[Text provided]
Travelling to Lake Eyre, April 2001

 

 

     
 

March 2002. Back home in the little puff of smoke again I begin gathering information from funding agencies and local art galleries. Some groundwork in Adelaide in order to bring a clear set of possibilities to Kupa Piti. Nina B has begun talking with some of the Kungkas on an individual basis about the residency and apparently they are enthusiastic about it. Although it is early Autumn it is burning hot, and most of the community is still out of town, staying with relatives in the cooler places down south. Slowly they are returning, for the Opal Festival at Easter.

Even putting together a portfolio with the Kungkas has a heap of cultural learning attached to it. If we want to include photographic images of the land where the Kungkas live, or where they come from, one must have an awareness of process and protocol. Is it okay, "palya", to film certain land forms, certain places? You need to check it out, ask the questions, every time.

[Information]
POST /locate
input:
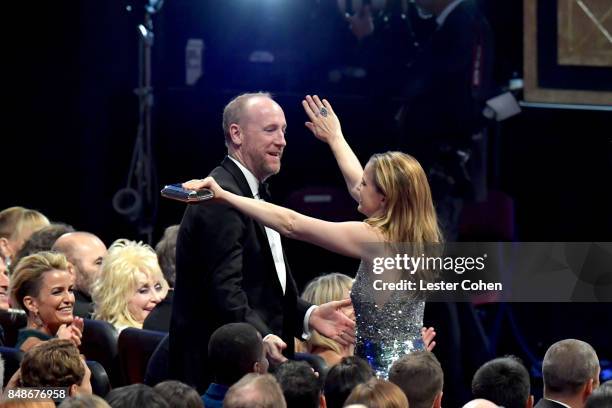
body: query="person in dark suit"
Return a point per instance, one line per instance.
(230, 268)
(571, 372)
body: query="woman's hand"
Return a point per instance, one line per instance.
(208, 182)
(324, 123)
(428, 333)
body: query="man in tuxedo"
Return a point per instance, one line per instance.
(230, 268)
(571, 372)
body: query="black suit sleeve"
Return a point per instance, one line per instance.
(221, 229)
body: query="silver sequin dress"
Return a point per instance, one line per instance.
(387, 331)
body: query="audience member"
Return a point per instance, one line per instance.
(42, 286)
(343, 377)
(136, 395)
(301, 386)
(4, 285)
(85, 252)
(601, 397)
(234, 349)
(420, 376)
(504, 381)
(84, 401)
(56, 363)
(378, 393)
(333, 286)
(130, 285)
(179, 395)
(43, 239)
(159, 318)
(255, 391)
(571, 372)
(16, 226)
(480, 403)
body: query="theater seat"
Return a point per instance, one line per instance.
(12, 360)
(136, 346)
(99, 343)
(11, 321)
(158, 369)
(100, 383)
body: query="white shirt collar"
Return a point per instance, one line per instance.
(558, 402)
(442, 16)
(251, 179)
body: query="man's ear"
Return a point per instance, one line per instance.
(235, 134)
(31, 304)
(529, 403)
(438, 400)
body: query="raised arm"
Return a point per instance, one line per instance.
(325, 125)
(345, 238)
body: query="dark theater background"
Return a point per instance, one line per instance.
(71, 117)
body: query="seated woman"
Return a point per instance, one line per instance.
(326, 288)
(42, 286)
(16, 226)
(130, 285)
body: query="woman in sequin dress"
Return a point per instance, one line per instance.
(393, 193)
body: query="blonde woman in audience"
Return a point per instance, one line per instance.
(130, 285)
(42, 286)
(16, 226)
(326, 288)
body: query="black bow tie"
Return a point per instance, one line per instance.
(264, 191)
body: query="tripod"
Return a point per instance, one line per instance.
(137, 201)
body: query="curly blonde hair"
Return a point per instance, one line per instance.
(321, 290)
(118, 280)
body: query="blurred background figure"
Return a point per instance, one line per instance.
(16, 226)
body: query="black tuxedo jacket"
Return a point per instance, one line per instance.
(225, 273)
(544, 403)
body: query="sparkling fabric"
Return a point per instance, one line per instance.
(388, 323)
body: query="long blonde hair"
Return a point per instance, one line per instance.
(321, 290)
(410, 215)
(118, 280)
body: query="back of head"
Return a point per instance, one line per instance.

[Required work]
A – In the passage about the Kupa Piti residency, what event are community members returning for?
B – Rewrite the passage about the Kupa Piti residency from "March 2002. Back" up to and including "Festival at Easter.", changing "enthusiastic" to "keen".
C – Carry on the passage about the Kupa Piti residency after its final sentence.
The rows are separate material, unrelated to the passage about the Kupa Piti residency.

[Replies]
A – The Opal Festival at Easter.

B –
March 2002. Back home in the little puff of smoke again I begin gathering information from funding agencies and local art galleries. Some groundwork in Adelaide in order to bring a clear set of possibilities to Kupa Piti. Nina B has begun talking with some of the Kungkas on an individual basis about the residency and apparently they are keen about it. Although it is early Autumn it is burning hot, and most of the community is still out of town, staying with relatives in the cooler places down south. Slowly they are returning, for the Opal Festival at Easter.

C –
I’m remembering an earlier trip to Lake Eyre last April as part of a witnessing crew invited by Arabunna Elder, Uncle Kevin Buzzacott, who is fighting the destruction of his fragile desert lands and once pristine mound springs by the uranium mining company WMC. We’re witnessing with our eyes and our cameras and audio recorders evidence of the devastating environmental consequences of WMC’s unrelenting theft (under a complicit and highly dodgy South Australian State Government-sanctioned “pastoral lease” – curiously I only saw nine cows in all of these ‘pastoral’ lands we travelled through, they must be very thirsty cows obviously) of up to 42 million litres of ancient sub-artesian water each day to wash the yellow cake (uranium ore). At one point as we are sitting around the morning campfire Uncle Kevin points to a landform and tells us we can see her from a distance, and enjoy her beauty and love her, but we need to respect her and not go any closer.

How different this relationship to the land is from my own Western experience. How does one go about recording and disseminating people’s words when people are wanting to share their stories? What happens to depictions of artworks made by someone who has now passed away? There is much to learn in order to transform the burden of history this land and all of its people still carry.